** Assignment **
Which lines below contain the word "running"? Copy each of them.

** Records for this exercise **

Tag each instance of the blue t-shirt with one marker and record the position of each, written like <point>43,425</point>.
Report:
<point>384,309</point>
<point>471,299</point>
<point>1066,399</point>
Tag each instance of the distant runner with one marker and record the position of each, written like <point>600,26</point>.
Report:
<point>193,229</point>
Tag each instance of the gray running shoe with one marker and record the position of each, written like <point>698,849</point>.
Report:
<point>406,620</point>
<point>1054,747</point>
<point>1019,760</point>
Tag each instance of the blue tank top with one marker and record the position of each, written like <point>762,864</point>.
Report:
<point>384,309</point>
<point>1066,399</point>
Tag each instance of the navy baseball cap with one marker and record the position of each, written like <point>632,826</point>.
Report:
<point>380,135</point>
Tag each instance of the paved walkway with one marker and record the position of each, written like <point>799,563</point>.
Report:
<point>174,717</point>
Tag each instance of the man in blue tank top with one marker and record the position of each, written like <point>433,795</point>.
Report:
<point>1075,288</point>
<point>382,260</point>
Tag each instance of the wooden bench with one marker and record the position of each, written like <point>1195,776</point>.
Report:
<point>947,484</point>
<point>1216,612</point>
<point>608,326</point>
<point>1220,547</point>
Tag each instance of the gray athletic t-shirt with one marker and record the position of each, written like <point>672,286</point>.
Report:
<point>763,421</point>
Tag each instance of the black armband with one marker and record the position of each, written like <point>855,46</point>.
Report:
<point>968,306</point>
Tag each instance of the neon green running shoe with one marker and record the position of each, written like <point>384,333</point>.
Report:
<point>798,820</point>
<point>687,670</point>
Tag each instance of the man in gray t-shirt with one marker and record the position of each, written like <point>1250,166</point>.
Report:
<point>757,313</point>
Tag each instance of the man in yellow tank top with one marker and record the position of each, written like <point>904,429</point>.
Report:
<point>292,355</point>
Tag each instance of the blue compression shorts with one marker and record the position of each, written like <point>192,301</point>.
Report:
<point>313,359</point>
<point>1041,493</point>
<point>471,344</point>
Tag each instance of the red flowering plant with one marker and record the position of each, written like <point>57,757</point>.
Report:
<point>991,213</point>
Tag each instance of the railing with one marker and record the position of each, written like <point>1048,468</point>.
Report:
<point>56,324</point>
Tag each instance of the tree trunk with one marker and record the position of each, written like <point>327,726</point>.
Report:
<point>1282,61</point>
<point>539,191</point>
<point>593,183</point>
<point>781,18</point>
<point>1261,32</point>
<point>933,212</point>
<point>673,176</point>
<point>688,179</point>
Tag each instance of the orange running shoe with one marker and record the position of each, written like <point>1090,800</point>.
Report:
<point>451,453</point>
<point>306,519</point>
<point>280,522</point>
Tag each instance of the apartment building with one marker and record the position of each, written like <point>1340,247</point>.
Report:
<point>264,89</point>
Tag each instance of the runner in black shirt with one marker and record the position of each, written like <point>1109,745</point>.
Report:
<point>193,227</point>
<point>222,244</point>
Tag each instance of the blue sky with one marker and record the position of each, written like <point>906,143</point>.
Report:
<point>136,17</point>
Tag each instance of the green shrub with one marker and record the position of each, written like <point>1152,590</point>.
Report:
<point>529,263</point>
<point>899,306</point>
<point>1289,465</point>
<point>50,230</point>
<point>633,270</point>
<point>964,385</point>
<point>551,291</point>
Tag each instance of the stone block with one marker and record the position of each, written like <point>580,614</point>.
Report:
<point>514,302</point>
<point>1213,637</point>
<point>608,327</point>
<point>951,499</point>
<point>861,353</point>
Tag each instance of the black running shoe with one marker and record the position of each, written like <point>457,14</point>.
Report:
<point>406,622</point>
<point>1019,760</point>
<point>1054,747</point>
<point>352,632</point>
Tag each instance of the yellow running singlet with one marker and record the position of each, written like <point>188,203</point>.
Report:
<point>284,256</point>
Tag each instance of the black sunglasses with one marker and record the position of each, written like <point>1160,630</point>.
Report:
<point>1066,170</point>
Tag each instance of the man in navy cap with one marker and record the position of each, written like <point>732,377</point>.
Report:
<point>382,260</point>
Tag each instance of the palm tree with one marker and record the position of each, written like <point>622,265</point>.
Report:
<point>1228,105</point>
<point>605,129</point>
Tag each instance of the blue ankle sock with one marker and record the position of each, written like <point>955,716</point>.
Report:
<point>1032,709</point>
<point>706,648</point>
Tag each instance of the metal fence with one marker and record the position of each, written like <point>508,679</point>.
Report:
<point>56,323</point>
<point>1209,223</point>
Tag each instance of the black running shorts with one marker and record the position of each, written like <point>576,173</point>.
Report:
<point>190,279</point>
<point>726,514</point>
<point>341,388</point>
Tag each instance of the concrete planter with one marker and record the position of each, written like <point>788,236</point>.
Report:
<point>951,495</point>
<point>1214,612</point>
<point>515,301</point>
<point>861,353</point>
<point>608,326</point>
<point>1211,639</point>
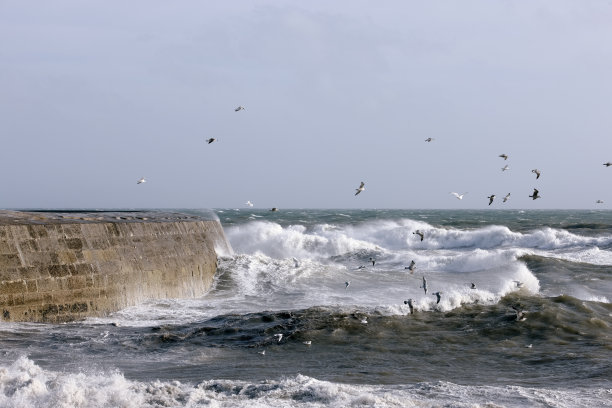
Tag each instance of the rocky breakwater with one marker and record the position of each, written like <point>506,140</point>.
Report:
<point>62,266</point>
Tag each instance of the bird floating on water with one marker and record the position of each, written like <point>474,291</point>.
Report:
<point>410,305</point>
<point>458,196</point>
<point>520,313</point>
<point>424,286</point>
<point>361,188</point>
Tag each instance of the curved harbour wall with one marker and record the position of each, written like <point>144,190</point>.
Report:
<point>61,266</point>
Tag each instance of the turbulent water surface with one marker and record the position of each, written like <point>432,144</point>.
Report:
<point>355,345</point>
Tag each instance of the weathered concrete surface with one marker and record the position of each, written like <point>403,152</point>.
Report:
<point>61,266</point>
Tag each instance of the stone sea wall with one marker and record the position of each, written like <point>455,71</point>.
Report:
<point>61,266</point>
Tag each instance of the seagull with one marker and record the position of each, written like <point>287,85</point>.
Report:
<point>361,188</point>
<point>535,194</point>
<point>424,285</point>
<point>459,196</point>
<point>410,305</point>
<point>520,314</point>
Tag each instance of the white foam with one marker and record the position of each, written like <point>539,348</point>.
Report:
<point>24,384</point>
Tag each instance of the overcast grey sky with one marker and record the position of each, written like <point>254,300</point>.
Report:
<point>96,94</point>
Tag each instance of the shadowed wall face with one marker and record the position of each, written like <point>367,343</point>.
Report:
<point>55,269</point>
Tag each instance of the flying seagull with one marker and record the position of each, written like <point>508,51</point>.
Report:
<point>535,194</point>
<point>361,188</point>
<point>410,305</point>
<point>459,196</point>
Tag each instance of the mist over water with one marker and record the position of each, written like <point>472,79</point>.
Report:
<point>358,345</point>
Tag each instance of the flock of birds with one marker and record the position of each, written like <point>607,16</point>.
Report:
<point>534,196</point>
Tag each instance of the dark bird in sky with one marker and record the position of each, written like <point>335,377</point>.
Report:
<point>536,194</point>
<point>361,188</point>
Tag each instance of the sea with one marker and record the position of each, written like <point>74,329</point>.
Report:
<point>311,308</point>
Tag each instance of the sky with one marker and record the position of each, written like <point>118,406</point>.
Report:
<point>95,95</point>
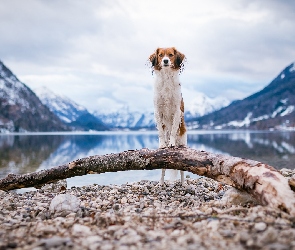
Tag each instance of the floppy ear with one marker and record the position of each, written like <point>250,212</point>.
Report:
<point>153,58</point>
<point>179,57</point>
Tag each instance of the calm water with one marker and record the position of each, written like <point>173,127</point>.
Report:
<point>24,153</point>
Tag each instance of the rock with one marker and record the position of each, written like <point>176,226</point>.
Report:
<point>260,226</point>
<point>64,204</point>
<point>235,197</point>
<point>54,242</point>
<point>81,230</point>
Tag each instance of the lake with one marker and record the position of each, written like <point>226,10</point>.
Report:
<point>24,153</point>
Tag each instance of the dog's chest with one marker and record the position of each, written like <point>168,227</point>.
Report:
<point>167,92</point>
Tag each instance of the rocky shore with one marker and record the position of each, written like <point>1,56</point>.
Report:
<point>204,214</point>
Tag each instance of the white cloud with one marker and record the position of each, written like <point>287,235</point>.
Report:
<point>95,52</point>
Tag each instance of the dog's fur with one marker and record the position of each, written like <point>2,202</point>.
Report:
<point>168,102</point>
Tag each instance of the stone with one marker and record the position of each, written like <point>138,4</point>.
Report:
<point>64,204</point>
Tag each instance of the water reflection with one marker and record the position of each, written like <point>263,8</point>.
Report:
<point>274,148</point>
<point>27,153</point>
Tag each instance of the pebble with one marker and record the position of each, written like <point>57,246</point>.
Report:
<point>141,215</point>
<point>260,226</point>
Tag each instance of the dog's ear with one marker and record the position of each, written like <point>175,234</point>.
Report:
<point>179,57</point>
<point>154,58</point>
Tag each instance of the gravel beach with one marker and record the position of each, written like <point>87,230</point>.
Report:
<point>203,214</point>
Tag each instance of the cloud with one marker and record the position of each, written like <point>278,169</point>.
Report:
<point>95,52</point>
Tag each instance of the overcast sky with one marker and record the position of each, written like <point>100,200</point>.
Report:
<point>95,52</point>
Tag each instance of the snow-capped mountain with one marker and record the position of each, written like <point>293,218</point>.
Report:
<point>126,118</point>
<point>138,119</point>
<point>202,105</point>
<point>66,109</point>
<point>21,110</point>
<point>271,108</point>
<point>69,111</point>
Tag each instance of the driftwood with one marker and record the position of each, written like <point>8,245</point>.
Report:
<point>264,182</point>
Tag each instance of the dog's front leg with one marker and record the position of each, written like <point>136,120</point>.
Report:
<point>161,131</point>
<point>174,129</point>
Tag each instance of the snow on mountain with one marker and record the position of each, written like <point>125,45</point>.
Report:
<point>20,109</point>
<point>136,119</point>
<point>271,108</point>
<point>66,109</point>
<point>202,105</point>
<point>126,118</point>
<point>69,111</point>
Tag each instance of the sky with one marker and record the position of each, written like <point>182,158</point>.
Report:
<point>95,52</point>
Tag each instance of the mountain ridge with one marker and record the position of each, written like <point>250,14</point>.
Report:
<point>20,108</point>
<point>270,108</point>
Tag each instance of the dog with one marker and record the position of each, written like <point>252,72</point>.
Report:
<point>167,64</point>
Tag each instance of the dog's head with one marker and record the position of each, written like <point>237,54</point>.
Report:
<point>167,57</point>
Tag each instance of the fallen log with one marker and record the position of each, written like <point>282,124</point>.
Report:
<point>262,181</point>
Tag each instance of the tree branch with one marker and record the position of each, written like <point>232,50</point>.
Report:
<point>264,182</point>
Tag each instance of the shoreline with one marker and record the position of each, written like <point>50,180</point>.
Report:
<point>204,214</point>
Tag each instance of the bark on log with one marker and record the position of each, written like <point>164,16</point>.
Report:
<point>264,182</point>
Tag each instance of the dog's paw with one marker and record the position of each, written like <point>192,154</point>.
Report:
<point>172,142</point>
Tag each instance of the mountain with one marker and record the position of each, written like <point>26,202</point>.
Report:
<point>271,108</point>
<point>124,118</point>
<point>21,110</point>
<point>69,111</point>
<point>202,105</point>
<point>136,119</point>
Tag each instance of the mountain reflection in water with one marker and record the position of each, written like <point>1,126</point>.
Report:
<point>24,153</point>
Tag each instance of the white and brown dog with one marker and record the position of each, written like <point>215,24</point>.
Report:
<point>167,64</point>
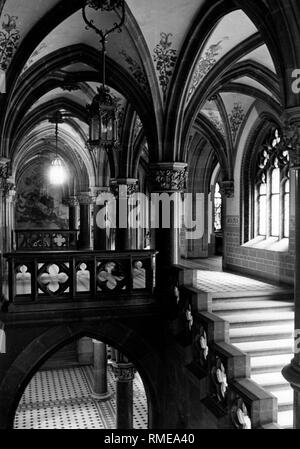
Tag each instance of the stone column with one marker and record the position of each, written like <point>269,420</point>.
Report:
<point>7,193</point>
<point>85,200</point>
<point>227,192</point>
<point>124,375</point>
<point>169,180</point>
<point>126,235</point>
<point>291,141</point>
<point>100,389</point>
<point>73,203</point>
<point>101,233</point>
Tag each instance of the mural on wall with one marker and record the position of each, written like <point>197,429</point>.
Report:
<point>39,205</point>
<point>34,56</point>
<point>137,71</point>
<point>9,40</point>
<point>165,58</point>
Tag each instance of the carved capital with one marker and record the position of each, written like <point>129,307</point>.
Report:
<point>239,413</point>
<point>123,188</point>
<point>227,188</point>
<point>291,136</point>
<point>169,177</point>
<point>4,169</point>
<point>85,198</point>
<point>123,372</point>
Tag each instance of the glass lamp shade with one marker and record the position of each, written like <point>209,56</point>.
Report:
<point>57,173</point>
<point>103,121</point>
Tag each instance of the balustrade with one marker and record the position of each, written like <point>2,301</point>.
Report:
<point>220,369</point>
<point>52,240</point>
<point>57,276</point>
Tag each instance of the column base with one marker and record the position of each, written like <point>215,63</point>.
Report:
<point>102,397</point>
<point>291,373</point>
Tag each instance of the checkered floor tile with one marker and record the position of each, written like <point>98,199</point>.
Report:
<point>62,399</point>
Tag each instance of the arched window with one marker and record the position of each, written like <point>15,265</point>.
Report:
<point>272,189</point>
<point>286,208</point>
<point>217,208</point>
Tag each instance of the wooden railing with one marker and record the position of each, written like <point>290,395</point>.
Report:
<point>51,277</point>
<point>45,239</point>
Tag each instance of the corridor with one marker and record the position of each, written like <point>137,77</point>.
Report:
<point>62,399</point>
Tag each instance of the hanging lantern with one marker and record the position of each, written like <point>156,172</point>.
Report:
<point>103,120</point>
<point>57,173</point>
<point>103,111</point>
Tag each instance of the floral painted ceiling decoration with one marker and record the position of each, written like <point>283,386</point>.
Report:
<point>205,64</point>
<point>9,40</point>
<point>211,111</point>
<point>165,58</point>
<point>34,56</point>
<point>137,71</point>
<point>137,127</point>
<point>232,30</point>
<point>236,118</point>
<point>237,107</point>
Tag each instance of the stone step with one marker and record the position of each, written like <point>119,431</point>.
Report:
<point>269,364</point>
<point>252,333</point>
<point>238,306</point>
<point>271,381</point>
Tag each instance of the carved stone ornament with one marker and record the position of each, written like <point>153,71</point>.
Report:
<point>123,372</point>
<point>164,179</point>
<point>72,201</point>
<point>291,142</point>
<point>123,189</point>
<point>227,189</point>
<point>85,199</point>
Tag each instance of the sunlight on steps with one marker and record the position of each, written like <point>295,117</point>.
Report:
<point>261,317</point>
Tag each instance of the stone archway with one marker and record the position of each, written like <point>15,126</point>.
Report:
<point>42,347</point>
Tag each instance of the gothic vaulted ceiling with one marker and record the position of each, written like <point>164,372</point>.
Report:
<point>171,67</point>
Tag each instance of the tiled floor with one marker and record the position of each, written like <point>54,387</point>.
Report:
<point>62,399</point>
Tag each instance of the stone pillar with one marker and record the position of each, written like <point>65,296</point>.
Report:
<point>85,200</point>
<point>291,141</point>
<point>100,389</point>
<point>168,179</point>
<point>85,351</point>
<point>126,235</point>
<point>73,203</point>
<point>101,233</point>
<point>124,375</point>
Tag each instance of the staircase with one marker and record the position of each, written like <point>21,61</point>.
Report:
<point>262,325</point>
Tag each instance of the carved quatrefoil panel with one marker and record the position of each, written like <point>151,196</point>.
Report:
<point>53,279</point>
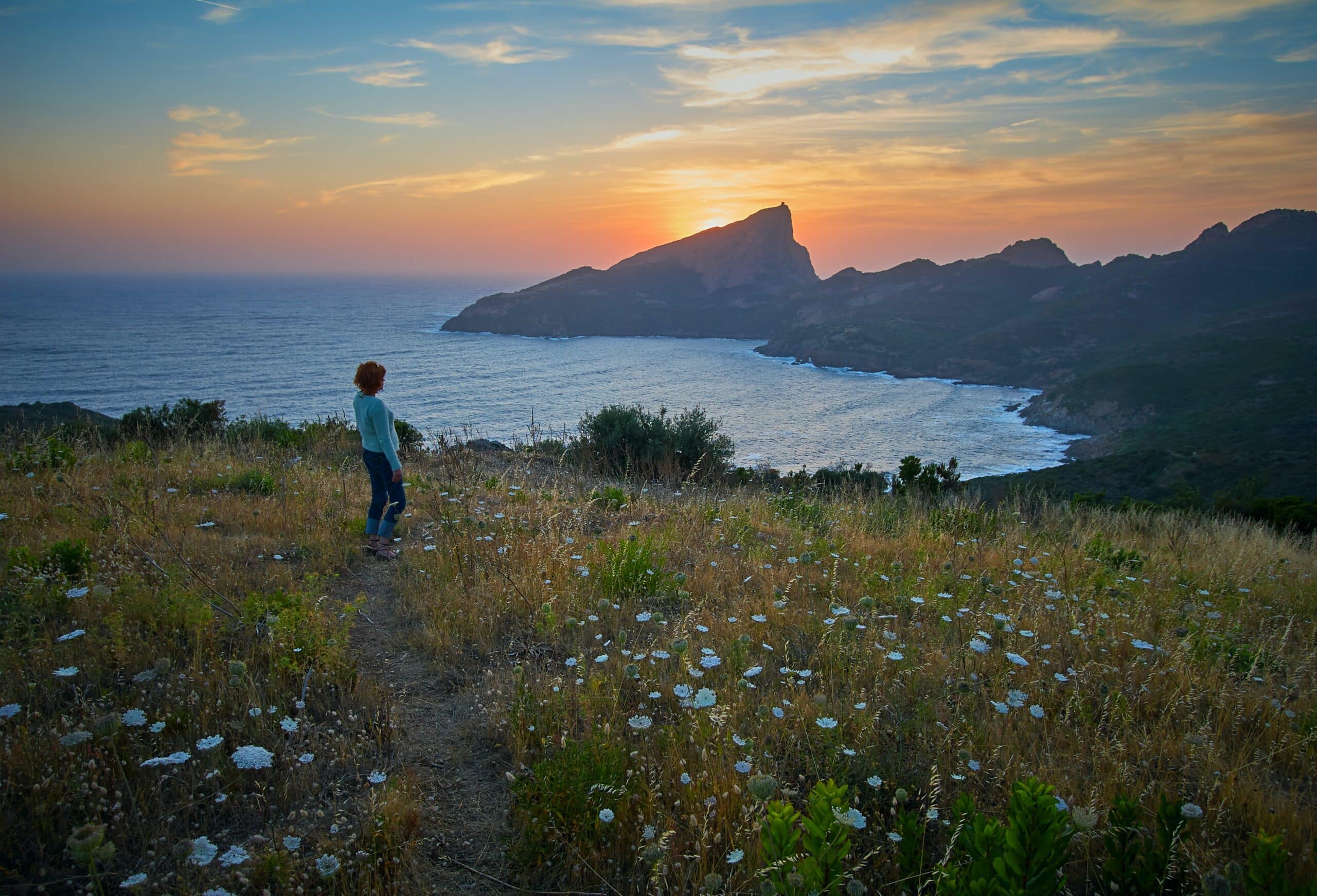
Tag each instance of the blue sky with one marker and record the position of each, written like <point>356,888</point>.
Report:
<point>467,137</point>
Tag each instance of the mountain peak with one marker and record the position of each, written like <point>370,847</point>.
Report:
<point>759,249</point>
<point>1209,236</point>
<point>1034,254</point>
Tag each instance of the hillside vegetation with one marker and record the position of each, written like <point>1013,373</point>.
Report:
<point>695,687</point>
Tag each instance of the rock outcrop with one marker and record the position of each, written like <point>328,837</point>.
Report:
<point>760,249</point>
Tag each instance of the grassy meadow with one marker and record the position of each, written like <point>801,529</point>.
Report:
<point>697,687</point>
<point>181,712</point>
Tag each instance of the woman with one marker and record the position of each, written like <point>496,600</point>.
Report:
<point>380,451</point>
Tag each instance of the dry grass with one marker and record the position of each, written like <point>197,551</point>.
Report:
<point>874,632</point>
<point>222,630</point>
<point>517,563</point>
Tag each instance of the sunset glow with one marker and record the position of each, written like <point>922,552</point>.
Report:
<point>531,139</point>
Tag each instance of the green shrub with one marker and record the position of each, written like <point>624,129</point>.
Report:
<point>559,800</point>
<point>53,454</point>
<point>834,479</point>
<point>262,430</point>
<point>1141,861</point>
<point>808,854</point>
<point>410,439</point>
<point>248,482</point>
<point>1024,857</point>
<point>610,497</point>
<point>630,440</point>
<point>1112,557</point>
<point>69,558</point>
<point>189,418</point>
<point>630,567</point>
<point>933,479</point>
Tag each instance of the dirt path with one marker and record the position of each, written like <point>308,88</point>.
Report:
<point>440,737</point>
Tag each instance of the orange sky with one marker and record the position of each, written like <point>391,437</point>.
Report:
<point>525,141</point>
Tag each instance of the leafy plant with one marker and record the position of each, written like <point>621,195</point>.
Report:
<point>1140,861</point>
<point>1022,857</point>
<point>780,837</point>
<point>933,479</point>
<point>1037,841</point>
<point>827,840</point>
<point>630,567</point>
<point>630,439</point>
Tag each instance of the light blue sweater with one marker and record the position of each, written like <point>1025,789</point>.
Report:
<point>376,425</point>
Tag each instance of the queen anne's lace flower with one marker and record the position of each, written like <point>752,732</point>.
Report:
<point>253,757</point>
<point>203,852</point>
<point>234,855</point>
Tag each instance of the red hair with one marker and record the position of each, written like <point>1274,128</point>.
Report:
<point>370,377</point>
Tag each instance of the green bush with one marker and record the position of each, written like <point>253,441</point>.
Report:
<point>808,854</point>
<point>53,454</point>
<point>559,800</point>
<point>1142,861</point>
<point>1022,857</point>
<point>262,430</point>
<point>933,479</point>
<point>69,558</point>
<point>250,482</point>
<point>630,567</point>
<point>630,440</point>
<point>834,479</point>
<point>410,439</point>
<point>189,418</point>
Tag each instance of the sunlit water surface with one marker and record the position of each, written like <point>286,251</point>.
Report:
<point>288,347</point>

** Answer **
Tag each instance of the gray running shoe with one marker and record the position of each, written like <point>698,849</point>.
Tag each instance of the neon green running shoe with one marker and record the position of each, written like <point>384,333</point>.
Tag each instance of the orange running shoe with one marker and record the position of each, written like <point>1090,800</point>.
Tag each instance of the black running shoe with one marker and record the position of each, written like <point>457,14</point>.
Tag each instance of the yellow running singlet with one marker and record the position of each, written like <point>188,203</point>.
Tag each instance of the black running shorts with one marker and record the position of each, written like <point>576,173</point>.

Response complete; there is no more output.